• WHAT YOU NEED TO DO: Please set down, word for word, the part of the text below about the Houston liver health organization, starting with "The organization provides" and going on through "and physician assistants.".

= St. Luke's Texas Liver Coalition =

US health organization

| Established | 1995 |
| Description | Hepatitis C testing & resources |
| Office | Houston, Texas |
| Website | St. Luke's Liver Health Outreach |
St. Luke's Liver Health Outreach is a US non-profit organization for people with liver disease. It is based in Houston, and active throughout Texas. It also provides resources about Hepatitis C, sometimes known as the "silent epidemic".

The organization provides support for patients and their families, as well as public education and awareness activities, an e-mail response program, a toll-free phone number, and a speaker's bureau for lay audiences. It also offers professional, accredited continuing education programs for nurses and counselors. One of the largest of these events is the Annual International Hot Topics in Liver Disease Conference for physicians, nurses, nurse practitioners and physician assistants.

==History==
St. Luke's Liver Health Outreach was founded in 1995 by Dr. Howard Monsour, a nationally respected researcher and clinician in liver disease, and Austin Jones, a patient. It was incorporated as a 501(c) 3 non-profit organization with the mission to educate, support and comfort people with liver disease and their families. It became a part of the St. Luke's Episcopal Health System in 2002.

Over 5,000 clients have been screened since 2006.

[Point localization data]
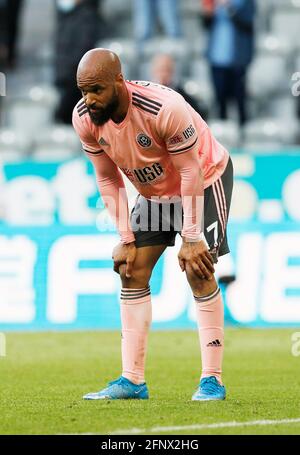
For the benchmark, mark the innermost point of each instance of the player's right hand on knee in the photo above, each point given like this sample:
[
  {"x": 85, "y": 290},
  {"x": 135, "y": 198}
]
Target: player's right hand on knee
[{"x": 124, "y": 254}]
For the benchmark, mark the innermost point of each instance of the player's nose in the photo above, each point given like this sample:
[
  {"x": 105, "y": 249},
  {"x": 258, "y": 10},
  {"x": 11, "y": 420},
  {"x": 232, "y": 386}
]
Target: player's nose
[{"x": 89, "y": 101}]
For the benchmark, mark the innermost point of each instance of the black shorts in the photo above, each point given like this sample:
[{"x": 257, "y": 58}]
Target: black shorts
[{"x": 155, "y": 223}]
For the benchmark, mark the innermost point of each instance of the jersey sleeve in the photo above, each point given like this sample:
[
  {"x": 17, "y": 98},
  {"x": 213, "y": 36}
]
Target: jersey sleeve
[
  {"x": 176, "y": 127},
  {"x": 88, "y": 141}
]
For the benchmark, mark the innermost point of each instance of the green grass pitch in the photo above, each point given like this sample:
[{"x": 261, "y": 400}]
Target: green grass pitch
[{"x": 44, "y": 376}]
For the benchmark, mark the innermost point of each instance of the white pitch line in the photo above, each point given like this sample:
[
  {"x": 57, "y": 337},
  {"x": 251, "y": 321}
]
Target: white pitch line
[{"x": 206, "y": 426}]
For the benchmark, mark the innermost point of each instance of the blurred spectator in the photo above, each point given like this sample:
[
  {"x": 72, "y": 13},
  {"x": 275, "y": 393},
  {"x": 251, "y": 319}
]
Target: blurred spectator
[
  {"x": 77, "y": 31},
  {"x": 163, "y": 71},
  {"x": 230, "y": 50},
  {"x": 147, "y": 12},
  {"x": 9, "y": 30}
]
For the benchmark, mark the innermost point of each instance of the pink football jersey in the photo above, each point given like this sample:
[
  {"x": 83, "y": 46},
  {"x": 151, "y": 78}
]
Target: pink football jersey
[{"x": 159, "y": 123}]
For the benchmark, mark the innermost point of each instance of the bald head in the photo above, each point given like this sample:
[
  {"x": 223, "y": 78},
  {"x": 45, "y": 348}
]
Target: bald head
[
  {"x": 100, "y": 80},
  {"x": 98, "y": 64}
]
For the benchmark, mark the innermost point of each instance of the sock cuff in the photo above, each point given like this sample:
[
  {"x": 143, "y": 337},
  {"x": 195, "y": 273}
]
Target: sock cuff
[
  {"x": 134, "y": 294},
  {"x": 207, "y": 298}
]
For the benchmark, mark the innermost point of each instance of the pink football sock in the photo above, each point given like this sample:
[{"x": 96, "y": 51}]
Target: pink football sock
[
  {"x": 136, "y": 316},
  {"x": 210, "y": 319}
]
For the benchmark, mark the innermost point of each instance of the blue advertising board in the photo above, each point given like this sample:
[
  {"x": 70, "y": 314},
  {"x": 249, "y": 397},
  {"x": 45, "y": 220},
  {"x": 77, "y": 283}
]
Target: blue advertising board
[{"x": 56, "y": 242}]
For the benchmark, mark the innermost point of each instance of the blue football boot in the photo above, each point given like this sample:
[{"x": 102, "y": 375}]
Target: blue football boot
[
  {"x": 120, "y": 389},
  {"x": 209, "y": 389}
]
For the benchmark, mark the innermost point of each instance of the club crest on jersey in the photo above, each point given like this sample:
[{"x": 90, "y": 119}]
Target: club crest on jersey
[{"x": 143, "y": 140}]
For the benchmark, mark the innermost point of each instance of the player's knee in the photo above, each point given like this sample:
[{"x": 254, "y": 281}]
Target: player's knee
[{"x": 139, "y": 278}]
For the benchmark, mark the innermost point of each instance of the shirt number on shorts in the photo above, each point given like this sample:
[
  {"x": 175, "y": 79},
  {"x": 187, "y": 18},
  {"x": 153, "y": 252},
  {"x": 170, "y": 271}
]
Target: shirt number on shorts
[{"x": 214, "y": 226}]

• EXPECTED ANSWER:
The organization provides support for patients and their families, as well as public education and awareness activities, an e-mail response program, a toll-free phone number, and a speaker's bureau for lay audiences. It also offers professional, accredited continuing education programs for nurses and counselors. One of the largest of these events is the Annual International Hot Topics in Liver Disease Conference for physicians, nurses, nurse practitioners and physician assistants.